> Yazılı Görev A
Sayfa alıntısına göre Ankara Büyükşehir Belediye Başkanı'yla ilgili iki haber Hürriyet'te hangi tarihte yayımlanmıştır?
> Yazılı Görev B
Sayfa alıntısını iki cümleyle özetleyin.
> Yazılı Görev C
Sayfa alıntısında geçen bütün yer adlarını sıralayın.

> Sayfa Alıntısı
######

Ankara Büyükşehir Belediye Başkanı’yla
ilgili iki haber, Hürriyet’te aynı gün (2 Haziran) yayımlandı.
Biri, Şehir Plancıları Odası’nın “Hızlı Tren Garı Nazım
Planı”na eleştirisi, diğeri, “Gökçek’e şehircilik
ödülü”...
Planlı ‘Belirsizlik’!
İmar Yasası, ilgililerin öğrenmesi ve olası itirazların
yapılabilmesi için, imar planlarının yürürlüğe girmeden önce “ilan” edilmesini
öngörüyor. “Bu sayede” tren garı planını inceleme olanağı bulan şehircilerimiz,
“kent için tehlikeli” bir düzenleme olduğunu görmüşler. Gökçek’in onayladığı
plana itiraz gerekçesinde özetle diyorlar ki: “Plan kararlarındaki belirsizlik
nedeniyle, özel proje alanı olarak gösterilen kısımda plansızlık ve keyfilik
devreye girecektir...”
Neredeyse “kuşaktan kuşağa” belediye başkanlığı yapan Gökçek,
“kararları belirsiz planlar” olamayacağını bilmiyor mu?
Böylesine açık bir şehircilik yanlışını onaylaması, akla ister istemez şu soruyu
getiriyor: “Acaba, uygulamada istediği gibi davranmasına olanak sağladığı için
mi ‘belirsiz’liği yeğliyor?..”
Nitekim başta kent kültürü yoksunu “katlı kavşak”lar olmak üzere birçok sözde
“çağdaş”(!) imar uygulaması “şehircilik ilkelerine aykırı” bulunarak
mahkemelerce durduruldu. Denebilir ki Ankara’nın belediye başkanı, ülkede
şehirciliği “yok sayan” yerel yönetim anlayışının simgesi haline gelmiştir.
Hüzün verici olan, böylesi bir talihsizliğin yıllardır “başkentimiz”de
yaşanmasıdır…
Üç ‘Park’ Uğruna...
İkinci haberi de birlikte okuyalım: “Melih Gökçek’e Kars, Ardahan, Iğdır
Dernekleri Federasyonu (KAI) tarafından, ‘Şehircilik Hizmet Ödülü’
verildi...”

######

> Çıkarılan Malzeme
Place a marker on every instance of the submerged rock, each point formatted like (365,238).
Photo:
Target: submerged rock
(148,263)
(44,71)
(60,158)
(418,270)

######

> Tam Yanıt A
2 Haziran'da.

> Tam Yanıt B
Sayfa alıntısı, Şehir Plancıları Odası'nın Gökçek'in onayladığı Hızlı Tren Garı Nazım Planı'na, plan kararlarındaki belirsizliğin özel proje alanında plansızlık ve keyfiliğe yol açacağı gerekçesiyle itiraz ettiğini aktarır. Metin ayrıca katlı kavşaklar başta olmak üzere birçok imar uygulamasının şehircilik ilkelerine aykırı bulunarak mahkemelerce durdurulduğunu belirtir ve Gökçek'e Kars, Ardahan, Iğdır Dernekleri Federasyonu tarafından "Şehircilik Hizmet Ödülü" verildiğini bildirir.

> Tam Yanıt C
Ankara, Kars, Ardahan, Iğdır